INSTRUCTIONS:
A. In the cross-examination excerpt, who is named as Paxton's lawyer?
B. List every person named in the cross-examination excerpt.
C. Repeat, word for word, the part of the cross-examination excerpt that opens with the words containing "After Cogdell suggested" and closes with "of the cross.".

When pushed on the speculative nature of many of his claims and how he was failing to make clear delineations between what he knew versus what he suspected, Maxwell demurred and argued that all he did was “give an investigative committee a lead to go and investigate,” effectively shrugging off the lack of evidence to support his claims as someone else’s fault. This didn’t sit well with Paxton’s lawyer Dan Cogdell, who appeared to be building up to accuse Maxwell of leveraging his vast experience at being a savvy witness to deliberately obscure the fact that he wasn’t speaking with “personal knowledge” when all heck broke loose.

After Cogdell suggested he was playing games from the witness stand, Maxwell sheepishly smirked and said “maybe,” which elicited laughter in the Senate chamber. Cogdell wasn’t impressed and quickly and sternly accused him of playing a “game to throw people off” instead of “testifying to the truth.” Maxwell dramatically paused and stared Cogdell down and then became even more recalcitrant with the remainder of the cross.

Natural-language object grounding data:

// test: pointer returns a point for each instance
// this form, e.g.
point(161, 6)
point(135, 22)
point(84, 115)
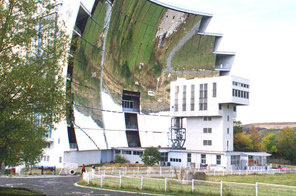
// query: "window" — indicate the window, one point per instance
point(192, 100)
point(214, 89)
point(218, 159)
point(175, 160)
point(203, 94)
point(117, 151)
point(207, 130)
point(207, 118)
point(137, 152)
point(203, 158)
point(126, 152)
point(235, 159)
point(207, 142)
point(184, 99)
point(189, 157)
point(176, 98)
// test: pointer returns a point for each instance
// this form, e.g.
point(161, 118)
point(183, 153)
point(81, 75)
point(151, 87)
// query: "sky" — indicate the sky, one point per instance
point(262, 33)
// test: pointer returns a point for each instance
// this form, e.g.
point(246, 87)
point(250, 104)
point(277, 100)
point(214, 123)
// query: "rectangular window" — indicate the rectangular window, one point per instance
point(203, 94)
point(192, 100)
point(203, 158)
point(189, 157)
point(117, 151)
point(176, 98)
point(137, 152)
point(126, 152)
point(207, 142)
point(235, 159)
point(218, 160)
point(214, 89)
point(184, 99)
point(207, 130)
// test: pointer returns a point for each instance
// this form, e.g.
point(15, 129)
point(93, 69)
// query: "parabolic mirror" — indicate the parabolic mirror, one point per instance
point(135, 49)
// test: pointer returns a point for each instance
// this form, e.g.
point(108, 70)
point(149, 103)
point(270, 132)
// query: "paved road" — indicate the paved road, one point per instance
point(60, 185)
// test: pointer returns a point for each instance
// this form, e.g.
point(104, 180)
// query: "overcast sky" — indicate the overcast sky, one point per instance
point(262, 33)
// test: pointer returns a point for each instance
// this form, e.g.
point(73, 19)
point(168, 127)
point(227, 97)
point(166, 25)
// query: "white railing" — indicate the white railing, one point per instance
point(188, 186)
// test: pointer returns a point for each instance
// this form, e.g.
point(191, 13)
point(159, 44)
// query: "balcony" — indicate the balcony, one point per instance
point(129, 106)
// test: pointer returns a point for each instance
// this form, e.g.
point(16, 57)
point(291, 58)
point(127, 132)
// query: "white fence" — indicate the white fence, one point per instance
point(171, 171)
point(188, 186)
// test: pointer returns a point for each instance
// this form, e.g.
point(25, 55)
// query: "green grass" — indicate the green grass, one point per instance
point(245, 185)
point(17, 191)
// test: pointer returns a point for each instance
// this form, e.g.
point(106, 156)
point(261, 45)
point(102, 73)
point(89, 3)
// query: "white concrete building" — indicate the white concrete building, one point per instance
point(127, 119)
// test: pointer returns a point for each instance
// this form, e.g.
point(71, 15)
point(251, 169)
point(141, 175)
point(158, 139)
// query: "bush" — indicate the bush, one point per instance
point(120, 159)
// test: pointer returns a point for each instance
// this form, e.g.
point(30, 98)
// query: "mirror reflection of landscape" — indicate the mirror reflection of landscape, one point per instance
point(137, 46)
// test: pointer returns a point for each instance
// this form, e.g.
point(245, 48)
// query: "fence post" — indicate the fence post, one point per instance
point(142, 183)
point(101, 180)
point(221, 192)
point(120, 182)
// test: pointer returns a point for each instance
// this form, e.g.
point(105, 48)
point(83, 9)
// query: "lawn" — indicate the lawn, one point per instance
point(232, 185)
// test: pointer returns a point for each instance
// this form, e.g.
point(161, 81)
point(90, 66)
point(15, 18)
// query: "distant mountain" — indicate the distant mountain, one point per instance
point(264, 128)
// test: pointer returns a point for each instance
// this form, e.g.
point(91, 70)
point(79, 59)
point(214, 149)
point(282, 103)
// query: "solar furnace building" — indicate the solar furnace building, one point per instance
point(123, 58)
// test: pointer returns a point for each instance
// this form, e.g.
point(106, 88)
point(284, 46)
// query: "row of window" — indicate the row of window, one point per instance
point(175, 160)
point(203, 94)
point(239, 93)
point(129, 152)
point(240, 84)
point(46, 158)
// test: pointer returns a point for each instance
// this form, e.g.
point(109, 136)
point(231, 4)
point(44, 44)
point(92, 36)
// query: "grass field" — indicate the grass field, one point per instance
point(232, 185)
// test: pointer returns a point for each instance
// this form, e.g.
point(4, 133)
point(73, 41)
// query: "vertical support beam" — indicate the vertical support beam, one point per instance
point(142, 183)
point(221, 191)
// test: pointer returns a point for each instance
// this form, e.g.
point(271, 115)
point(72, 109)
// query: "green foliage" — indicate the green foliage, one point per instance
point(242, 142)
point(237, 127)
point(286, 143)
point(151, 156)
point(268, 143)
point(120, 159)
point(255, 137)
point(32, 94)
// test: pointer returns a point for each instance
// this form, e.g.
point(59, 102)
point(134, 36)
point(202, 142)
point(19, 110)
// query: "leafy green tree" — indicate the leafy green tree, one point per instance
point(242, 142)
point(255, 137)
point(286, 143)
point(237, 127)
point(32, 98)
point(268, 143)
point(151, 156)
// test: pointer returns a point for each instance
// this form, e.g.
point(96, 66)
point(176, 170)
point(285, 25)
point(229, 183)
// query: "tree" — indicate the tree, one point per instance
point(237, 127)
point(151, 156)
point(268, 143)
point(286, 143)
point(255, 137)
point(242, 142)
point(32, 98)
==
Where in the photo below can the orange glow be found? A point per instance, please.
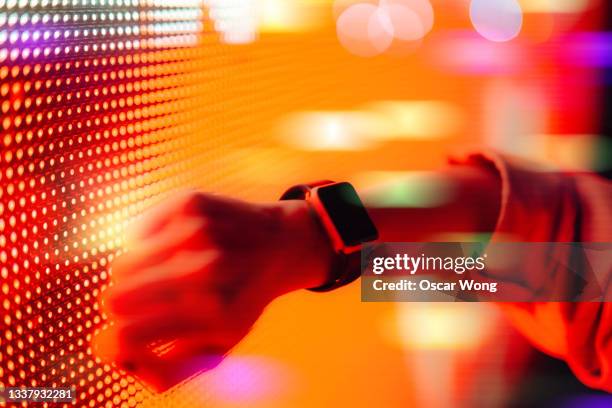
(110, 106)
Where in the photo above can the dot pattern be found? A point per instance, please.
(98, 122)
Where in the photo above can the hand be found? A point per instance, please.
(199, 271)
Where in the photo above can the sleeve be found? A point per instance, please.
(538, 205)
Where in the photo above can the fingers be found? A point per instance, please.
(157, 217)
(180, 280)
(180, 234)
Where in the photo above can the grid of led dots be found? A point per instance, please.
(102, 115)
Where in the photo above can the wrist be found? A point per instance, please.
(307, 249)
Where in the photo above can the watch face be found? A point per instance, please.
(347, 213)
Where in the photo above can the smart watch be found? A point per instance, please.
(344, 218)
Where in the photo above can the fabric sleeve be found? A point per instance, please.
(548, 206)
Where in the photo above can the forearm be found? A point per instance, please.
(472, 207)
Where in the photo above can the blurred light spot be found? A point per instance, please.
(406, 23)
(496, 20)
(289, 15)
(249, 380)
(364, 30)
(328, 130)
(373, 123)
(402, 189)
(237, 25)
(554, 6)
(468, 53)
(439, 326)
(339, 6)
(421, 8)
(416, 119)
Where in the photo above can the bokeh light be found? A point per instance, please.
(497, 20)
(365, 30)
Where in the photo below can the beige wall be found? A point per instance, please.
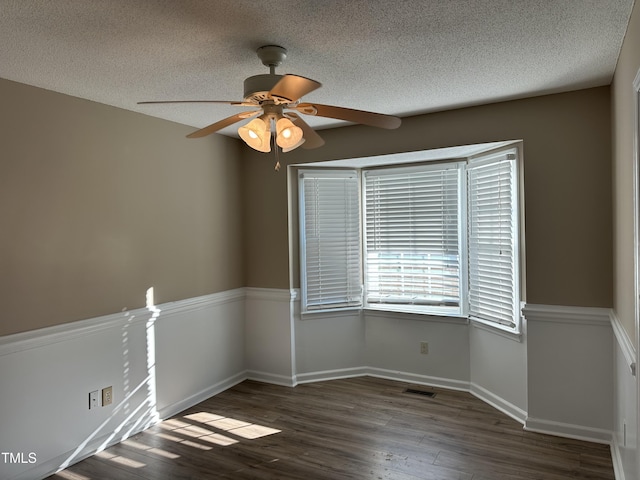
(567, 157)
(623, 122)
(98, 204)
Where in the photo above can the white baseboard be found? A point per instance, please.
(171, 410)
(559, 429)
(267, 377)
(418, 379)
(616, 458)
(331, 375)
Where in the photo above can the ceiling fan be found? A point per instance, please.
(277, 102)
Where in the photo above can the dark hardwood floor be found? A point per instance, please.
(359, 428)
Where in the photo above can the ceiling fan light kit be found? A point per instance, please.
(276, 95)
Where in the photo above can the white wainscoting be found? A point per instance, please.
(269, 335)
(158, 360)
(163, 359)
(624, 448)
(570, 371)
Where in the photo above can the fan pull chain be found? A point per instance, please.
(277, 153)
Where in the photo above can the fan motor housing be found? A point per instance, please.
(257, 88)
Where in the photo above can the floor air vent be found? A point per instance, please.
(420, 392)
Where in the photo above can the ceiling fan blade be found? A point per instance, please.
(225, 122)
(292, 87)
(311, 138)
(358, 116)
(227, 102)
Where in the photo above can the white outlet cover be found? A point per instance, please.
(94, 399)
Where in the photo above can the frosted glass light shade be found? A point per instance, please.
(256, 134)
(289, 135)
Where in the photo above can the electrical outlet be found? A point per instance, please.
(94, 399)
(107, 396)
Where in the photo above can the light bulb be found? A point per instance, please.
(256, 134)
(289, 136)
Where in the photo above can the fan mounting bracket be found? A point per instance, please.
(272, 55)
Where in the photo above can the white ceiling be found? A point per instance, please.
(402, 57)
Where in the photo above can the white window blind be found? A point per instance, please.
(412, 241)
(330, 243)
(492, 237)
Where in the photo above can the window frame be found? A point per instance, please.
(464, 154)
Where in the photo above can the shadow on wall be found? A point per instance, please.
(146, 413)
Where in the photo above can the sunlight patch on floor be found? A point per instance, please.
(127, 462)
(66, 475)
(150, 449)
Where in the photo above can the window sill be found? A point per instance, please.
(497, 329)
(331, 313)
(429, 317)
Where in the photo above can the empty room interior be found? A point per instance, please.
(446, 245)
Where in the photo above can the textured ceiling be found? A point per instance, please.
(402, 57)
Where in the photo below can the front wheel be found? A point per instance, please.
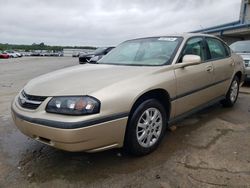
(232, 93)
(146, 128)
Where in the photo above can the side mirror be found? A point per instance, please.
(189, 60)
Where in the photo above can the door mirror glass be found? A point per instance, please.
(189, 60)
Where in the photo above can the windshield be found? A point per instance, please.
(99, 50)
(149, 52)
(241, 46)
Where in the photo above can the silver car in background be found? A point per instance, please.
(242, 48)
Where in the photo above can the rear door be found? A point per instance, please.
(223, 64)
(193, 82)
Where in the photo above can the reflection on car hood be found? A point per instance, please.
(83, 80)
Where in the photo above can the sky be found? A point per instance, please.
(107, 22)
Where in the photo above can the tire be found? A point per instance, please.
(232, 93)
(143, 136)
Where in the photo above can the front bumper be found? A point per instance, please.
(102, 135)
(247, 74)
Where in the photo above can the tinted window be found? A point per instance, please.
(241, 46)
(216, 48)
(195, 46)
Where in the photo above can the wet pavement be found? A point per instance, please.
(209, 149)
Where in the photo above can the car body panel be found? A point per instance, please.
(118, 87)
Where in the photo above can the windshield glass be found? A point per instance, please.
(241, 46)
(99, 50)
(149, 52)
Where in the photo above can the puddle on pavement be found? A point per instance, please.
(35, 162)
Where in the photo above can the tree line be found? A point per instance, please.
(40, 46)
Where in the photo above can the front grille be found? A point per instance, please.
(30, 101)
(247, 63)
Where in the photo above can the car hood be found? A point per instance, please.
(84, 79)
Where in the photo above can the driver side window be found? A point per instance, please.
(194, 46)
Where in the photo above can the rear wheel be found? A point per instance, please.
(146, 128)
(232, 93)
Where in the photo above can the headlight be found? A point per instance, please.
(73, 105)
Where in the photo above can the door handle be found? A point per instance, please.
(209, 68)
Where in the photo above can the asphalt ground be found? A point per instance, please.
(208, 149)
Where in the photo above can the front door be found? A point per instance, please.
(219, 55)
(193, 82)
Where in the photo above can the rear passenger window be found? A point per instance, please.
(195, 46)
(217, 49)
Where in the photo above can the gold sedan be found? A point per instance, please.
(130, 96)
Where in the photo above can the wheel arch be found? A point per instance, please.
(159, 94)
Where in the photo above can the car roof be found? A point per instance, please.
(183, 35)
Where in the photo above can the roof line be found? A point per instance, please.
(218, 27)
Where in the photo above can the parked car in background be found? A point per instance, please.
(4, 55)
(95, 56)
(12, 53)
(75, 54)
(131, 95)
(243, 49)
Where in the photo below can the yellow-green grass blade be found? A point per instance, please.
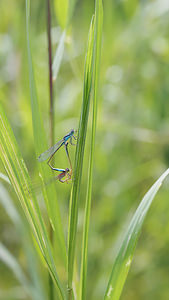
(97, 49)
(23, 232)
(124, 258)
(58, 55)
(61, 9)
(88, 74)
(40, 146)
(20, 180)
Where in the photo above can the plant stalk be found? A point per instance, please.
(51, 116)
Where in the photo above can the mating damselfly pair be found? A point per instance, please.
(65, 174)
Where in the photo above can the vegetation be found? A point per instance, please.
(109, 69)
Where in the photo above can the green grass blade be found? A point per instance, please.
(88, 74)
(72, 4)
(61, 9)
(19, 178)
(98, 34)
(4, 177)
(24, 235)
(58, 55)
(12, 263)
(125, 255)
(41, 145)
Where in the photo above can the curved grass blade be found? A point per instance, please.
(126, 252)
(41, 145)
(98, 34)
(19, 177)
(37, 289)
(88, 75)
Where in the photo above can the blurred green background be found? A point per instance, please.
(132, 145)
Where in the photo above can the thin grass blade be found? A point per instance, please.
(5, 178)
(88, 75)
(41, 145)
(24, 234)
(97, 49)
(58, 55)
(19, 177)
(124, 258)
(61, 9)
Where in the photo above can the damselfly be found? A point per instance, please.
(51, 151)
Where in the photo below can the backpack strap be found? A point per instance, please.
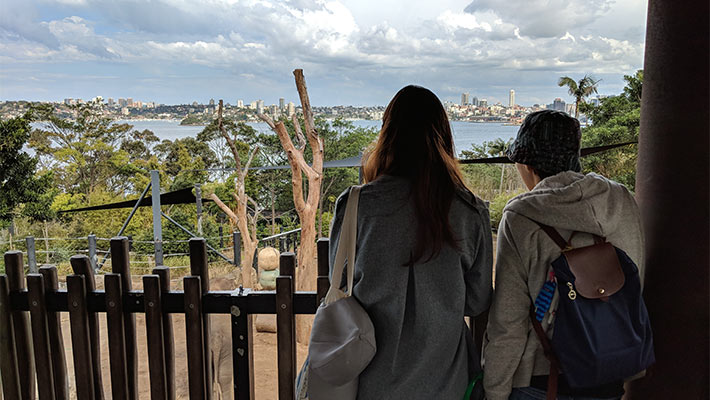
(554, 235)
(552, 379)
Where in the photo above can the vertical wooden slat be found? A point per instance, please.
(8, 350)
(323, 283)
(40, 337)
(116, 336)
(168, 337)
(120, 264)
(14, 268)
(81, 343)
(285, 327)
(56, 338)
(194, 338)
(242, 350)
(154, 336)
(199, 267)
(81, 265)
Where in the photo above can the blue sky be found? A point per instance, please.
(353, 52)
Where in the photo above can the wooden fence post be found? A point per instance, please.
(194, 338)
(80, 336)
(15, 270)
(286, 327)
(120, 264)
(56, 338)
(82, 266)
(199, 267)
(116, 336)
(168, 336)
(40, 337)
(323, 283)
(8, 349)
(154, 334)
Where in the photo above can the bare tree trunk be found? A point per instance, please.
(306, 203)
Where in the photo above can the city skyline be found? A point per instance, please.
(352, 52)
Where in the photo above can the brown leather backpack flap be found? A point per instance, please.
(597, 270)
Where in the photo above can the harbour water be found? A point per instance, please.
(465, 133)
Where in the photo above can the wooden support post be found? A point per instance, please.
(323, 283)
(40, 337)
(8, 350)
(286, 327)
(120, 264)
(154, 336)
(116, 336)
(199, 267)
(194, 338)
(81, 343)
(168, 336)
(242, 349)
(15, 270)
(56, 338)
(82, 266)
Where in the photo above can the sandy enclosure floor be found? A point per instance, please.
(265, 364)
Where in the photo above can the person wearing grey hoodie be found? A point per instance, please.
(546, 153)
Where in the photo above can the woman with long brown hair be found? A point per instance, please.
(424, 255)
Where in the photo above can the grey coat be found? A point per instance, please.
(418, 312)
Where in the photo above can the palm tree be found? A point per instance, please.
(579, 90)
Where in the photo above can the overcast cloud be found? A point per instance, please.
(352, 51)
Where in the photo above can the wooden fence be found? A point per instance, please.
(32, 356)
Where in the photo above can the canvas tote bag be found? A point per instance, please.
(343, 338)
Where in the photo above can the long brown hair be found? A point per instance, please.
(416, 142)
==
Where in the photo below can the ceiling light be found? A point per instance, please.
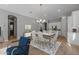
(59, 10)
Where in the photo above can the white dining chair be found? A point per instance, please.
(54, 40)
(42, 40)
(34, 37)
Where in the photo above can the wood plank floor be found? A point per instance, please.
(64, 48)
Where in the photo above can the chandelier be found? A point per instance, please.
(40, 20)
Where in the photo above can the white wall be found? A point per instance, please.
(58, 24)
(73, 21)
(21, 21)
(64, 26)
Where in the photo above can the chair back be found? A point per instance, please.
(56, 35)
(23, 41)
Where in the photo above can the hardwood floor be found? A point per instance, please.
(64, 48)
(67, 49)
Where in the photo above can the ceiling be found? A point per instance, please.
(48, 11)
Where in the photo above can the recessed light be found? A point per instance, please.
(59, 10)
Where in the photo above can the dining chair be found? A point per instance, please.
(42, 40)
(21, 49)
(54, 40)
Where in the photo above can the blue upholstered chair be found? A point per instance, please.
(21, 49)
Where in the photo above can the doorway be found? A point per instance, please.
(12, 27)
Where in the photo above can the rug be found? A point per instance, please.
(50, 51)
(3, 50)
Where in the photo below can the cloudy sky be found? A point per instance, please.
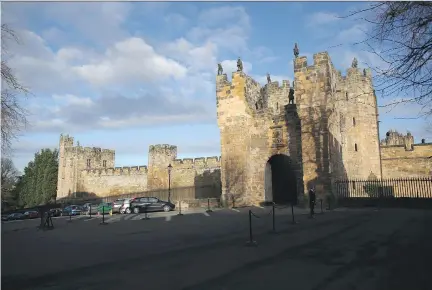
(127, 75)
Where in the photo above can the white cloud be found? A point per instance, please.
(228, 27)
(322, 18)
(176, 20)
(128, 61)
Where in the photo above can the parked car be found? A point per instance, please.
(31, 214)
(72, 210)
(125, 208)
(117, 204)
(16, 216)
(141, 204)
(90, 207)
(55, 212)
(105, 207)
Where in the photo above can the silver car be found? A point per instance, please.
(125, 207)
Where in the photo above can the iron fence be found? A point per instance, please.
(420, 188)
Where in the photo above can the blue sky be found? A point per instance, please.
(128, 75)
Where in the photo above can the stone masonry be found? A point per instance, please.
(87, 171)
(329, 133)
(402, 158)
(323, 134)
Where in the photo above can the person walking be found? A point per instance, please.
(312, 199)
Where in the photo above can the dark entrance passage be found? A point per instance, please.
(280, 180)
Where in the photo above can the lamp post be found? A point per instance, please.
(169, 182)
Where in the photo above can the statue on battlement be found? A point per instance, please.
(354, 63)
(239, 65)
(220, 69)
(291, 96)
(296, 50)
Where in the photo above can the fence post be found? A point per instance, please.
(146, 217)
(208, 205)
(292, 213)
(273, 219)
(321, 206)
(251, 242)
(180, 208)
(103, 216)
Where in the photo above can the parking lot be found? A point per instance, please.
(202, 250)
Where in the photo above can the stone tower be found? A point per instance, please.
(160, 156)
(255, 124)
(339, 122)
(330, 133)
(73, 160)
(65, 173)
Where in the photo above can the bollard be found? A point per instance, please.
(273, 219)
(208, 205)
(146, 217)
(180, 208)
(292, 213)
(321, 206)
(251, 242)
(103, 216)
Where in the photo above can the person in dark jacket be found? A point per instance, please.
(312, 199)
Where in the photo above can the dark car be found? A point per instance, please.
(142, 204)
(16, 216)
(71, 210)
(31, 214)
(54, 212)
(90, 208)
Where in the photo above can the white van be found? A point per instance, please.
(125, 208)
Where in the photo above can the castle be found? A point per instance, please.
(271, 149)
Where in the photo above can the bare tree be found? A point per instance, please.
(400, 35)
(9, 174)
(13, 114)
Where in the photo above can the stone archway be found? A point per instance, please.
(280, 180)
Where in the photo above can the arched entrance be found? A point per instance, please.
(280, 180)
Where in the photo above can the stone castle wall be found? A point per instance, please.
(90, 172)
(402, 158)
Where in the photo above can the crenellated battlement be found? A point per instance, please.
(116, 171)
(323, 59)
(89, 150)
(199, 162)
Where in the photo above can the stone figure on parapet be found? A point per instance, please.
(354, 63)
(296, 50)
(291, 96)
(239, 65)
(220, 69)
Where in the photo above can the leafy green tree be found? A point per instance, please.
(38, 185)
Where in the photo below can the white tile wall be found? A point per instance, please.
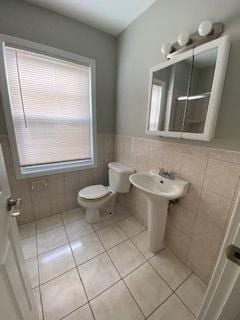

RESPONSES TO THE EXERCISE:
A. Dan Cogdell

B. Maxwell, Paxton, Dan Cogdell

C.
After Cogdell suggested he was playing games from the witness stand, Maxwell sheepishly smirked and said “maybe,” which elicited laughter in the Senate chamber. Cogdell wasn’t impressed and quickly and sternly accused him of playing a “game to throw people off” instead of “testifying to the truth.” Maxwell dramatically paused and stared Cogdell down and then became even more recalcitrant with the remainder of the cross.